▼

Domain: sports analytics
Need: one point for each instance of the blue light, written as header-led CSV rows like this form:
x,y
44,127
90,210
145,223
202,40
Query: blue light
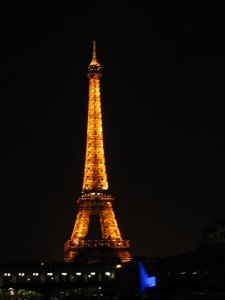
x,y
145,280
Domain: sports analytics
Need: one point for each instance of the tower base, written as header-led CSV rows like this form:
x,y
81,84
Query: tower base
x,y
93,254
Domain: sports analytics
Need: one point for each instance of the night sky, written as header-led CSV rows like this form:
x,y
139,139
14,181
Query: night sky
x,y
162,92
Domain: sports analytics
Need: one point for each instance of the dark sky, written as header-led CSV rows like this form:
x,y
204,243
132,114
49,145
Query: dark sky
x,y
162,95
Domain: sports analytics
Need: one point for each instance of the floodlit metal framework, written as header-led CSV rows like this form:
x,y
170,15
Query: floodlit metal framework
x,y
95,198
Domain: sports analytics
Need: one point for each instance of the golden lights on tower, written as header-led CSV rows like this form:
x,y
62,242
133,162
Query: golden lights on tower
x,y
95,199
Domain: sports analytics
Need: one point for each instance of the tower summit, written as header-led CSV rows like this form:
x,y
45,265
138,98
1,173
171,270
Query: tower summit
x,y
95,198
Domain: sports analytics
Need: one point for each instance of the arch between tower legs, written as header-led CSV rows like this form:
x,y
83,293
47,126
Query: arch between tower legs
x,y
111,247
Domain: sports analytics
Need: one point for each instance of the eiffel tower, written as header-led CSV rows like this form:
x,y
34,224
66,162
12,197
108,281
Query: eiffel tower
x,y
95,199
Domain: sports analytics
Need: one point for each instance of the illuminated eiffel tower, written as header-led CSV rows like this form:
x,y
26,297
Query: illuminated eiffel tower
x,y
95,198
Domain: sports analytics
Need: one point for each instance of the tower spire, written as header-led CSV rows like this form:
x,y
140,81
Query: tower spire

▲

### Your task
Number every line of the entries above in order, omitting blank lines and leaving out the pictures.

### Full answer
1. Domain: sports analytics
2. Need: one point for each instance of the blue light, written as header-led CSV rows like this form:
3. x,y
4. 44,127
5. 90,210
6. 145,223
7. 202,40
8. Query: blue light
9. x,y
10. 145,280
11. Domain: sports analytics
12. Need: one point for each instance of the tower base, written as header-led CSV rows like this form:
13. x,y
14. 81,84
15. Query: tower base
16. x,y
17. 93,254
18. Domain: sports analytics
19. Need: one point for each instance of the night sky, written as header-led CSV rows like this form:
20. x,y
21. 139,139
22. 14,181
23. Query: night sky
24. x,y
25. 162,92
26. Domain: sports analytics
27. Need: one point for each instance of the dark sky, written as header-led CSV rows like this form:
28. x,y
29. 204,243
30. 132,114
31. 49,145
32. Query: dark sky
33. x,y
34. 162,95
35. Domain: sports analytics
36. Need: one point for each instance of the floodlit metal framework, written as header-led CSV rows like this form:
37. x,y
38. 170,15
39. Query: floodlit metal framework
40. x,y
41. 95,198
42. Domain: sports analytics
43. Need: one point for each instance of the golden lights on tower, written as header-led CSV rows like this form:
44. x,y
45. 62,242
46. 133,162
47. Query: golden lights on tower
48. x,y
49. 95,199
50. Domain: sports analytics
51. Need: one point for each instance of the tower summit, written as header-led CSV rows like this form:
52. x,y
53. 45,265
54. 138,98
55. 1,173
56. 171,270
57. Query: tower summit
58. x,y
59. 95,198
60. Domain: sports analytics
61. Need: one point for each instance of the arch between tower legs, written as header-led CSV rows like this form:
62. x,y
63. 83,293
64. 47,126
65. Query: arch between tower legs
66. x,y
67. 111,247
68. Domain: sports analytics
69. Need: one point for each instance of the eiffel tower, written as header-led CSV rows like this form:
70. x,y
71. 34,224
72. 66,162
73. 12,197
74. 108,281
75. Query: eiffel tower
76. x,y
77. 95,199
78. Domain: sports analytics
79. Need: one point for each instance of the illuminated eiffel tower, written as header-led CSV rows like this form:
80. x,y
81. 26,297
82. Query: illuminated eiffel tower
83. x,y
84. 95,198
85. Domain: sports analytics
86. Need: one point for each instance of the tower spire, written as header-led CSV rows like this form:
87. x,y
88. 140,81
89. Query: tower spire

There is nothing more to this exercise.